Four hours after returning home from my second interview, I received a call and was offered the job.

JUST LIKE THAT.

“We were all just delighted to meet you today,” he said. “We’d like to give you the job.”

I nearly wet myself. I start Monday. All of a sudden what felt like an eternity of worthlessness and job hunting was dwindled down to just two more days. This is officially my final weekend of unemployment. I can now join the rest of the civilized world in saying, “Ah, shit. I’ve gotta go to work on Monday.”

IT’S SO MUCH FUN TO SAY THAT, YOU GUYS.

It feels like the first day of school all over again. I want to pack up my backpack with my new folders and notebooks, my gym shoes, and my paint shirt for art class. I want to wear a new outfit and arrange photos in my locker in the most appealing way. It’s funny because I remember this feeling nearly two years ago as I prepared for a new job. Does that make me nervous, considering the outcome of that adventure? Sure. But I’m ready for this. I’m excited to join a group of people who were so incredibly welcoming and kind yesterday. I felt comfortable and wanted. I will kick ass in the most ass-kicking kind of way.

So as I transition from unemployed cat lady to PR & Social  Media Account Executive (with cats), I thank you all for the well-wishes and encouragement and support the last three, very long months. Now if you’ll excuse me, I need to find portraits of Harley and Chicken to have framed for my new desk.

------------------------------------------------

## Given request a
Locate each line in the entries that contains the string "like" and copy those lines out.
The job-offer post and the entries have nothing to do with each other.

## Information shown
------------------------------------------------

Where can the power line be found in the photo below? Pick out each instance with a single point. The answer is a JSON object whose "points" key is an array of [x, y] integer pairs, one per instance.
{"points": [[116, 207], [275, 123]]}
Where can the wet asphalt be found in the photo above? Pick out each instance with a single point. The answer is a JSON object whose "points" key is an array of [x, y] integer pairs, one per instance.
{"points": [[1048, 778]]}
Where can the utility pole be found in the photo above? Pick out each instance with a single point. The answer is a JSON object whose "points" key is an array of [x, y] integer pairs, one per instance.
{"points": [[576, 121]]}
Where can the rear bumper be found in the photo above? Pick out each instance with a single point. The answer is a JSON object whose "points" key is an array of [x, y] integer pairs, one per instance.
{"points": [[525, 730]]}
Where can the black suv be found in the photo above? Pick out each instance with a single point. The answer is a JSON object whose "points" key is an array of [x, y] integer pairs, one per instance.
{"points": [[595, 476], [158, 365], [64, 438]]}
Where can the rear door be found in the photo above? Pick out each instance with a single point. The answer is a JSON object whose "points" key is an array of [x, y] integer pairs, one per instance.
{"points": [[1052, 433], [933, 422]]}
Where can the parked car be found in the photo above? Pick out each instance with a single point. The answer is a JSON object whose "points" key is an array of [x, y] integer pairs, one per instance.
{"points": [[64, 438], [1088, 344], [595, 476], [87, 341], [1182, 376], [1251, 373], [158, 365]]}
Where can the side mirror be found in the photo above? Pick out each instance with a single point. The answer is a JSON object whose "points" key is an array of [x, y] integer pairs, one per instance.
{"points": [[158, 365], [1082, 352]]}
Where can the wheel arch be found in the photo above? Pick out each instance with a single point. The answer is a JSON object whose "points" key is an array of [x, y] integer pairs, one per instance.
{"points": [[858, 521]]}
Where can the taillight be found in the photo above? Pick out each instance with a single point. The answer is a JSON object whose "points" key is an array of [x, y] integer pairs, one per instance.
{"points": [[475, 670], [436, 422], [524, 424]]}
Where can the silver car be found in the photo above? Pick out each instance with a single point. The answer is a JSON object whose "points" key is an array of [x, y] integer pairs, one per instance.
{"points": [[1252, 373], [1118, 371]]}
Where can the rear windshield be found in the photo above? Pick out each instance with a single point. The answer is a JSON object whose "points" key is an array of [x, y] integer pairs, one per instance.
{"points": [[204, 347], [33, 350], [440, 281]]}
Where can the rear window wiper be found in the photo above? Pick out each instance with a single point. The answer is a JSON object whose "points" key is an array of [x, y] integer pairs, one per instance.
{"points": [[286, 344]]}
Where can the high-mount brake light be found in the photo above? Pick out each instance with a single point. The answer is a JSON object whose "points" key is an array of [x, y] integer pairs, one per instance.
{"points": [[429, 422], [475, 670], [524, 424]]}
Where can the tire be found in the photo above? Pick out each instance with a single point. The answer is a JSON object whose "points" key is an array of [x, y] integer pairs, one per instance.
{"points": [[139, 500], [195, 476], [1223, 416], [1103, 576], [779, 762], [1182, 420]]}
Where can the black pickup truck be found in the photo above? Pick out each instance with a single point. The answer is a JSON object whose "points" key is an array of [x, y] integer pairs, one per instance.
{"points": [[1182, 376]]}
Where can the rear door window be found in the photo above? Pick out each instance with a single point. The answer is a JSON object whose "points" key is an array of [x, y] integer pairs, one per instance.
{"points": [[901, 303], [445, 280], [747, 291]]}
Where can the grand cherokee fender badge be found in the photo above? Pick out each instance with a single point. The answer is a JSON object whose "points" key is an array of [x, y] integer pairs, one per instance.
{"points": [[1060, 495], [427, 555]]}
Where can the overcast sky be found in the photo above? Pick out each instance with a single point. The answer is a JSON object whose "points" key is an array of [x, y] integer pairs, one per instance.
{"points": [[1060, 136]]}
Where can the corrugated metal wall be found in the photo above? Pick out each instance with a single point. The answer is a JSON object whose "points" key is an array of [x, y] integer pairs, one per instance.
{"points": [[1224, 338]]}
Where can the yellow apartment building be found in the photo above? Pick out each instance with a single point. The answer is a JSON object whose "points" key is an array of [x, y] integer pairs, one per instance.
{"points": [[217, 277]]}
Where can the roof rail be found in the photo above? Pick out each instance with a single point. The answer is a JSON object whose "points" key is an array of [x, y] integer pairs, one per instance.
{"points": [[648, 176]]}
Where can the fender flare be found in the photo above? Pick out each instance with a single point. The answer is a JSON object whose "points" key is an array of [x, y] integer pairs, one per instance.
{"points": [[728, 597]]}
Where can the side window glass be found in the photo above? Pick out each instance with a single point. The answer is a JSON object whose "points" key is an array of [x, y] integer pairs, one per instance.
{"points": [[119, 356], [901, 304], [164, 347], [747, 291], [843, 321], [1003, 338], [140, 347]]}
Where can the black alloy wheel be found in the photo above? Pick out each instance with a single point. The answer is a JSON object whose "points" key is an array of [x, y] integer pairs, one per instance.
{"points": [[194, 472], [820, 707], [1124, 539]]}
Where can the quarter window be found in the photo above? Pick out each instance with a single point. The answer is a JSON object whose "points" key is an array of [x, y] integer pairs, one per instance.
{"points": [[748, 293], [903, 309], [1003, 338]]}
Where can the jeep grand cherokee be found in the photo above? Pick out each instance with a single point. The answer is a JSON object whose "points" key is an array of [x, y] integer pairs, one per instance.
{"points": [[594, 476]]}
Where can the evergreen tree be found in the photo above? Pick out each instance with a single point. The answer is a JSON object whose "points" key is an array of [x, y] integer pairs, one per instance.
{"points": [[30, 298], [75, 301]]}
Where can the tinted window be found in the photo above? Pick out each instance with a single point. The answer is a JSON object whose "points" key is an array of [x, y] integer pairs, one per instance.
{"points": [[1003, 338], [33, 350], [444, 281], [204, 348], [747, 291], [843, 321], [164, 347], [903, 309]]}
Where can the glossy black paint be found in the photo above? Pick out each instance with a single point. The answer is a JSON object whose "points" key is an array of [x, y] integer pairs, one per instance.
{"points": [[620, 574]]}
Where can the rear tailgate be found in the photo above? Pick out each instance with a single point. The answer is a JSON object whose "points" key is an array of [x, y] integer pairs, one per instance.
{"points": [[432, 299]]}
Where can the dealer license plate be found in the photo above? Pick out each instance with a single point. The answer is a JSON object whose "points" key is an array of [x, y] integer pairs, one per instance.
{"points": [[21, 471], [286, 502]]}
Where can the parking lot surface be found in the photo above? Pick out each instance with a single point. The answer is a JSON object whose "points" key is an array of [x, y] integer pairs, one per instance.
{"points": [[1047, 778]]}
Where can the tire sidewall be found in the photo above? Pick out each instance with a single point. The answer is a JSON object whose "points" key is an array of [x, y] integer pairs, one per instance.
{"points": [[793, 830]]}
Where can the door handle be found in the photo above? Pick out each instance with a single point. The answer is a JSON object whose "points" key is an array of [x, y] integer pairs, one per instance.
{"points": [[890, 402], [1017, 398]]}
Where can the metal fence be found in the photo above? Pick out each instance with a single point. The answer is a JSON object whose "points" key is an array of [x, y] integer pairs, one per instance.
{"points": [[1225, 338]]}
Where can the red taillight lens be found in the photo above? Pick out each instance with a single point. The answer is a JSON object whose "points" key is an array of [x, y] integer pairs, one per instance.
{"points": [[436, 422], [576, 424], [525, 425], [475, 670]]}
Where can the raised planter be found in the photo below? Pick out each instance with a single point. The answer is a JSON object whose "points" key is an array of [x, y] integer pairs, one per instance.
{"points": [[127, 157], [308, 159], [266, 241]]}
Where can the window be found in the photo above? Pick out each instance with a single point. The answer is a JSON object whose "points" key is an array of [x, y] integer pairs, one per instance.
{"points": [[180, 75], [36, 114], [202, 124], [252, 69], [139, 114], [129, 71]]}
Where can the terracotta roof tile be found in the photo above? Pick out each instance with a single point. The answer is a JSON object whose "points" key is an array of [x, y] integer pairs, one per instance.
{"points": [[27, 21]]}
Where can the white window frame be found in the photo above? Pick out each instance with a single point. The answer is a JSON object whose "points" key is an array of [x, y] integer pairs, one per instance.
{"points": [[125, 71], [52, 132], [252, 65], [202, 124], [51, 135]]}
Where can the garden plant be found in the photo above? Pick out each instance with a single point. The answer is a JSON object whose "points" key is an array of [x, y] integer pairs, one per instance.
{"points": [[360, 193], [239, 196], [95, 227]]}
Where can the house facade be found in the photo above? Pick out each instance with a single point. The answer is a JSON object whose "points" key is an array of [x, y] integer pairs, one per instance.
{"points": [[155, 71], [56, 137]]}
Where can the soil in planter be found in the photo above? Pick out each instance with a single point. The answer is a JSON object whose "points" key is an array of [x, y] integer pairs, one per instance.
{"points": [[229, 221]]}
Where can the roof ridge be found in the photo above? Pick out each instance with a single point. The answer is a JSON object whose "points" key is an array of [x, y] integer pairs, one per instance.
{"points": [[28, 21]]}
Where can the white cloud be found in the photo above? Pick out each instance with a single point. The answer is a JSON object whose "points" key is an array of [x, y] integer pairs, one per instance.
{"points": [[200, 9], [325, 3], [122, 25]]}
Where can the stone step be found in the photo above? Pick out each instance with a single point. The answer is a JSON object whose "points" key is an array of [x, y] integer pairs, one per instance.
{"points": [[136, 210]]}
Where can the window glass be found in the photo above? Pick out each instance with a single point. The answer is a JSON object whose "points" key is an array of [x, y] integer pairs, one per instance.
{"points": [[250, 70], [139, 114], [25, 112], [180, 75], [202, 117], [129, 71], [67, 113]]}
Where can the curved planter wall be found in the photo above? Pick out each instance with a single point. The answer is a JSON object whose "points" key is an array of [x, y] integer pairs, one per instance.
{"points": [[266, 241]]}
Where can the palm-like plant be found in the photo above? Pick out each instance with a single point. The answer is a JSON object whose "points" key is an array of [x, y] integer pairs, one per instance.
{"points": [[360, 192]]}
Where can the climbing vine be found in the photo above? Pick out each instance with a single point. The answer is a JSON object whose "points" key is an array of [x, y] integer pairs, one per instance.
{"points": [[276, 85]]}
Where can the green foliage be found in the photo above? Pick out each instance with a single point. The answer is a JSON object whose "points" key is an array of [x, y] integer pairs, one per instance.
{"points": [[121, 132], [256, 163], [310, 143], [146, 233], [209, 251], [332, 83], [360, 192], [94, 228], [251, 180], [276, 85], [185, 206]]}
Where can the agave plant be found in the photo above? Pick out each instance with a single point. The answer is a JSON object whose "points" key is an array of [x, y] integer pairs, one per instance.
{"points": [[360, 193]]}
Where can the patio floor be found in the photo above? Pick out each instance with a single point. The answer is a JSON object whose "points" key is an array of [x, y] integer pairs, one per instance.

------------------------------------------------

## Given request b
Put this sentence from the job-offer post into Spanish: "This is officially my final weekend of unemployment."

## Complete answer a
Where can the palm-like plant be found in the photo above? Pick out each instance with a single point. The answer is a JSON object whose "points" key is an array of [x, y] integer pairs, one per instance.

## Complete answer b
Este es oficialmente mi último fin de semana de desempleo.